- _Rows_:
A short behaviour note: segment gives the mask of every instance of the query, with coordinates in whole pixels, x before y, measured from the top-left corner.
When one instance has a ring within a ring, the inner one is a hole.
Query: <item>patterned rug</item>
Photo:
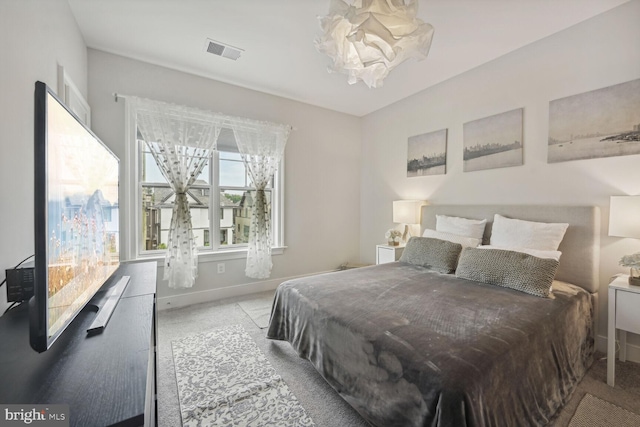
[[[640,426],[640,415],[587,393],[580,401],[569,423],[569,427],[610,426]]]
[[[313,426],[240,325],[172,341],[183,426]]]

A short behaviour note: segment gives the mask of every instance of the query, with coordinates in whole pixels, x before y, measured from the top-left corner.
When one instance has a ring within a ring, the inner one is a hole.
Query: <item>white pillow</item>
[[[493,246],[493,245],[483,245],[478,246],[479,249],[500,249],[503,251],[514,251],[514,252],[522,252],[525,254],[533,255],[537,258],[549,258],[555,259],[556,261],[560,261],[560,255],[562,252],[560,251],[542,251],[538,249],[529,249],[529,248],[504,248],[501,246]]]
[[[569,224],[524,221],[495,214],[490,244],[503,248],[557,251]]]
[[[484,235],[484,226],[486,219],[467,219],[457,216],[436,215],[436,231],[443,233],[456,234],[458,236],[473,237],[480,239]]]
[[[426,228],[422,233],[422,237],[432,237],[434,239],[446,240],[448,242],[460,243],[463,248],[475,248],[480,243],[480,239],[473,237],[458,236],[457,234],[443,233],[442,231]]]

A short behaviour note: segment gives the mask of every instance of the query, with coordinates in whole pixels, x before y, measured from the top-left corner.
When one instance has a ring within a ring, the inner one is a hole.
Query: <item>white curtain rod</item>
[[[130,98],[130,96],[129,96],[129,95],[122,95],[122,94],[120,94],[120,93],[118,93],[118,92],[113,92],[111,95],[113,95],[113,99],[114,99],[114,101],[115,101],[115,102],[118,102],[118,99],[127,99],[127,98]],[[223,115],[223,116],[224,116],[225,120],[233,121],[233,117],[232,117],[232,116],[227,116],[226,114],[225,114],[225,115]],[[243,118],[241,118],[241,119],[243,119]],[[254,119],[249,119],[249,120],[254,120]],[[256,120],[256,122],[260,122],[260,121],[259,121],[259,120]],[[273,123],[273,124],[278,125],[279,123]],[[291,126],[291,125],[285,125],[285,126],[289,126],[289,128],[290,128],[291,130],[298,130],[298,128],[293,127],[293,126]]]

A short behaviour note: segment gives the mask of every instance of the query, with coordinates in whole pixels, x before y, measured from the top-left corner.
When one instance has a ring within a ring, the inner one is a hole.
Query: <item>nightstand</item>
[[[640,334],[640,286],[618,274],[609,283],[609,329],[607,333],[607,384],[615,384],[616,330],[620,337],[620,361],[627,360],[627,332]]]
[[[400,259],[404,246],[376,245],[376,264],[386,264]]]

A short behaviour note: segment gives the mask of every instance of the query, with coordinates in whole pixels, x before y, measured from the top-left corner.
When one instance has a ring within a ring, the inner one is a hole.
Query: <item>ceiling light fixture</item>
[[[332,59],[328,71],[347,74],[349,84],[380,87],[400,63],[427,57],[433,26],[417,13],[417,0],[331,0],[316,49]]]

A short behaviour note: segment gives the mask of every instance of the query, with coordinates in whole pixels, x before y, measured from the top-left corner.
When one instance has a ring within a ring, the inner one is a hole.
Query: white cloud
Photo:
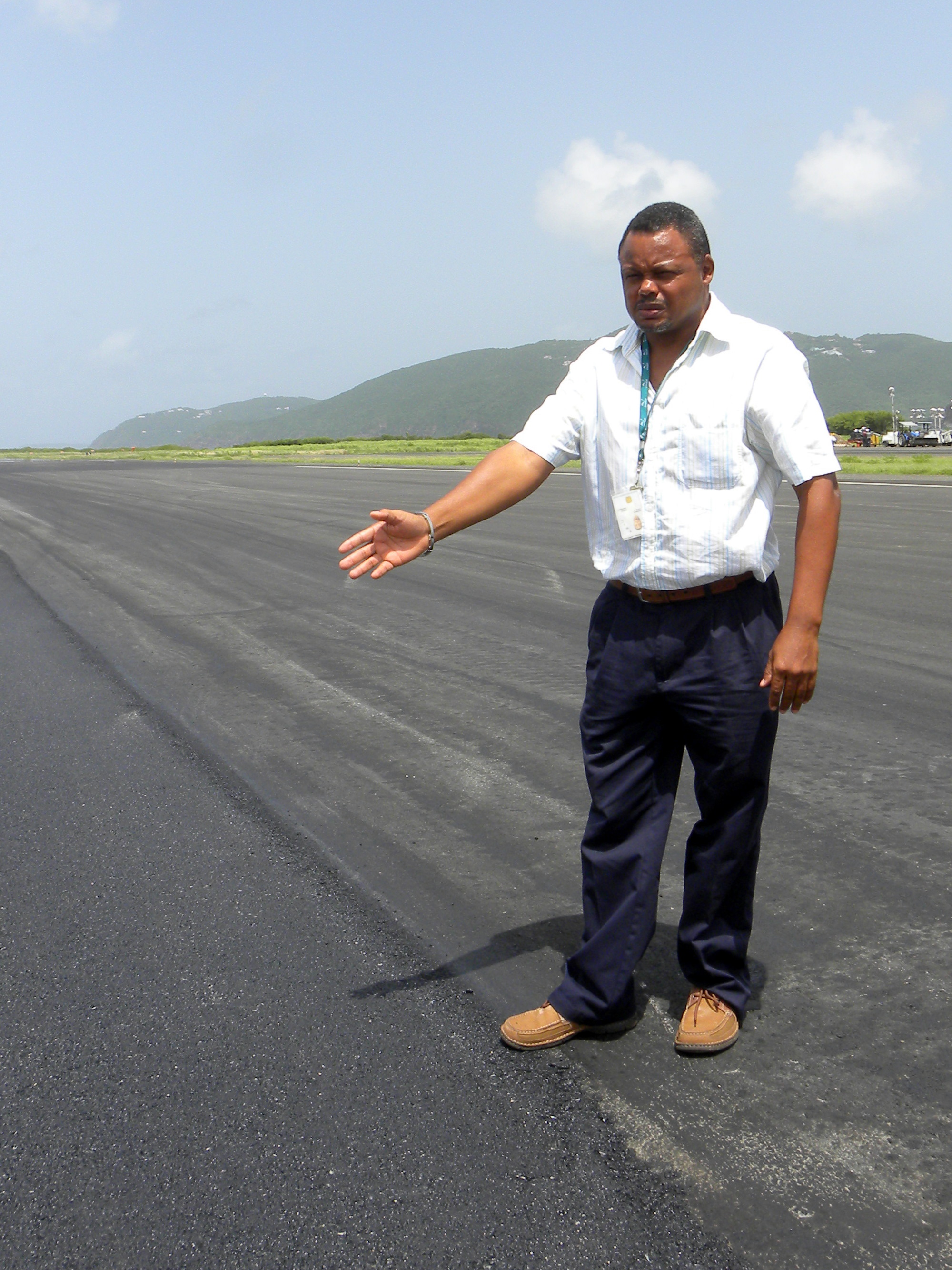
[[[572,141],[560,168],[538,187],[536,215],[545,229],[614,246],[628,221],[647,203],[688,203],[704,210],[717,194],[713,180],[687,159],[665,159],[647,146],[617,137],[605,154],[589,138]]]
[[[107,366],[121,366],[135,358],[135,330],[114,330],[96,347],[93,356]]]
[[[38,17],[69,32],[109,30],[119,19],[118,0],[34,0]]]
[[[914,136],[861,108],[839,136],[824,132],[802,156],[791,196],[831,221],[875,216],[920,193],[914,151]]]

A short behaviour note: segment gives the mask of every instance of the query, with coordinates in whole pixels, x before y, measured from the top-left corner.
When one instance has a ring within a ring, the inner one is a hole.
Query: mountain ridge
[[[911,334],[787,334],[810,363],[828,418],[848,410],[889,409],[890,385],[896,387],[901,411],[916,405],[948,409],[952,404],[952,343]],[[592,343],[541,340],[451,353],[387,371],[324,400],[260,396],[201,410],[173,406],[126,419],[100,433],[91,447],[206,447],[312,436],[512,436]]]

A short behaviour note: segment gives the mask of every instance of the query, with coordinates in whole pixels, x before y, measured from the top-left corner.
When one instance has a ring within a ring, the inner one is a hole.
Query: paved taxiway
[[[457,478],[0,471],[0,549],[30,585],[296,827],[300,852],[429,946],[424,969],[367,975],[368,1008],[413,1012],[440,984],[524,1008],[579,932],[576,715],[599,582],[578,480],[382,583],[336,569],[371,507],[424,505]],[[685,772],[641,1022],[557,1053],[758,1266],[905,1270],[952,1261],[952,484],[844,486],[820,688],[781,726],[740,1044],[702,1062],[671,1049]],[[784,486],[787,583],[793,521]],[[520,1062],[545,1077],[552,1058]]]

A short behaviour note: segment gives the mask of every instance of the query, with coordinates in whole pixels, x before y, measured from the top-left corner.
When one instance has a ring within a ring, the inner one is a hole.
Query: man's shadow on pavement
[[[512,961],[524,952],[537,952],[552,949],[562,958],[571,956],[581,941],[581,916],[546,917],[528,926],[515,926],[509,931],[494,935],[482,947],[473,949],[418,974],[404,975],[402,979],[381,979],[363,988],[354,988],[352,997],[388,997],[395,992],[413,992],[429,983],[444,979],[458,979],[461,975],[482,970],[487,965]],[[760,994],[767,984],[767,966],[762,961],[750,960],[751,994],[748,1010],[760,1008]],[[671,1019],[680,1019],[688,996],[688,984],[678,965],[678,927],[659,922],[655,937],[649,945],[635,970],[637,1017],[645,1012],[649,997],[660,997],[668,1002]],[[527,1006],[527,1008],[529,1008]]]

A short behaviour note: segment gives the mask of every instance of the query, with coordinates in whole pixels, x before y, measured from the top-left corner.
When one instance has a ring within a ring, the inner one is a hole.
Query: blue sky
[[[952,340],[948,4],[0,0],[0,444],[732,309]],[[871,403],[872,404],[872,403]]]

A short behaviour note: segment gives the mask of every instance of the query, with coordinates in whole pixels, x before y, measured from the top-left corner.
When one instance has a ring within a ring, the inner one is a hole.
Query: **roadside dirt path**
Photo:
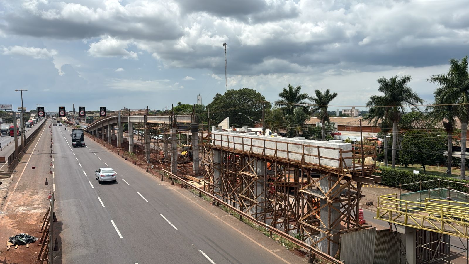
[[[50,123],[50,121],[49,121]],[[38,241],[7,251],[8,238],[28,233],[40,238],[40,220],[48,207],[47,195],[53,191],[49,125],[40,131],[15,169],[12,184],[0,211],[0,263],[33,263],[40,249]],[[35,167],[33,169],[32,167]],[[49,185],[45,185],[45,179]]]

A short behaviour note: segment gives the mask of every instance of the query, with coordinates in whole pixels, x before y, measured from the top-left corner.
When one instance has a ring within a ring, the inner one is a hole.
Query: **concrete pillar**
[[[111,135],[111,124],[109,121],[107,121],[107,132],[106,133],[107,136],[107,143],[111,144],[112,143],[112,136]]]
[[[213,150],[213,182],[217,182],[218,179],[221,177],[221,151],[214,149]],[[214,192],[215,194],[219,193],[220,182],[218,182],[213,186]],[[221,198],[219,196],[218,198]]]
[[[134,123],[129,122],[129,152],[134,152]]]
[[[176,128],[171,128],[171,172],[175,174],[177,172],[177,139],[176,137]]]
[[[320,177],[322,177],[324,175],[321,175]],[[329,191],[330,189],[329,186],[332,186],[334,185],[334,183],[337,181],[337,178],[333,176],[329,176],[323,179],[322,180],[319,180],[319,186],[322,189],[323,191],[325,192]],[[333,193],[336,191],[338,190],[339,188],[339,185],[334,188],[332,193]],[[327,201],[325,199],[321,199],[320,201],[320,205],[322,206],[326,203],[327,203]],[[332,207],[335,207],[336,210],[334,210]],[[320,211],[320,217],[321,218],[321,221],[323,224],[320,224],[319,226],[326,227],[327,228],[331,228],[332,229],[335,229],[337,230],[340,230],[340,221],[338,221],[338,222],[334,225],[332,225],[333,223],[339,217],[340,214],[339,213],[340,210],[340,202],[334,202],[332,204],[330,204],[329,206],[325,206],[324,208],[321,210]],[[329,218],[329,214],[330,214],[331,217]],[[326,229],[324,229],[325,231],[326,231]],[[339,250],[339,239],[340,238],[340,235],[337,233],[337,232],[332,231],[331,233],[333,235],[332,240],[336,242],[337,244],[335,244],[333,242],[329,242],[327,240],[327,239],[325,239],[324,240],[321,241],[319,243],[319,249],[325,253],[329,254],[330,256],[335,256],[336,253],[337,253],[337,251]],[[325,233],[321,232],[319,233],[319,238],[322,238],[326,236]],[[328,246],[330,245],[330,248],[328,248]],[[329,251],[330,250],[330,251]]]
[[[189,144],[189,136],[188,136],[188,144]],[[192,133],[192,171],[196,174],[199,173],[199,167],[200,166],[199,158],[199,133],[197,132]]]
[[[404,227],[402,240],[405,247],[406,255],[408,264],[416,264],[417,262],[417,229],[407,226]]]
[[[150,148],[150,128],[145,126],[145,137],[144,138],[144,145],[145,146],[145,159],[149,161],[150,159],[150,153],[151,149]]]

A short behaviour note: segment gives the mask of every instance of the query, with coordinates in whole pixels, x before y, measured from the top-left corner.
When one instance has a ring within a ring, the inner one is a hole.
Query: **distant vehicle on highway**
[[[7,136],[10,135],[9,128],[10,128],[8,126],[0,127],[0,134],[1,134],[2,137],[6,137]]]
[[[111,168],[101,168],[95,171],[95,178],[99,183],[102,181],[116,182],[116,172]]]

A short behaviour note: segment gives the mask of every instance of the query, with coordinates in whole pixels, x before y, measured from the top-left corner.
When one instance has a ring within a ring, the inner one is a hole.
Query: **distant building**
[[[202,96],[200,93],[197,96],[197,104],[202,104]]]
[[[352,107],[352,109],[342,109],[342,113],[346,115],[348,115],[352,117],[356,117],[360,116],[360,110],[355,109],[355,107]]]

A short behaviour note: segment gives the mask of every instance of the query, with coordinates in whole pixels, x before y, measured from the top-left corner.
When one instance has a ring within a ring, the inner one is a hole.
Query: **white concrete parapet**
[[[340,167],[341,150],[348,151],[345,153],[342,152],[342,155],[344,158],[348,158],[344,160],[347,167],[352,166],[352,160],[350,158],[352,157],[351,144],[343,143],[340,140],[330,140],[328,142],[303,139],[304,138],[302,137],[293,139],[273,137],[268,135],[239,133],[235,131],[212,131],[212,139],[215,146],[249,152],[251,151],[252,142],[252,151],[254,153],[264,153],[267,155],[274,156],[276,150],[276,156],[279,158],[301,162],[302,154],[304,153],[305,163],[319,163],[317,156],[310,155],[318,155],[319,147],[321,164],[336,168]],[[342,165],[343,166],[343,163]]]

- _Stated exercise_:
Quote the entries word for word, from their beginning through the line that contains "[[[313,426],[240,325],[172,341],[183,426]]]", and omit the pictures from your reply.

- _Exercise response_:
A short behaviour note: segment gives the mask of every instance of the query, with coordinates in whole pixels, x before y, measured from the top-left corner.
When one instance has a ring within a ring, the inner one is a hole.
Query: <item>patterned rug</item>
Photo:
[[[640,426],[640,415],[587,393],[580,401],[569,423],[569,427],[610,426]]]
[[[313,426],[240,325],[172,341],[183,426]]]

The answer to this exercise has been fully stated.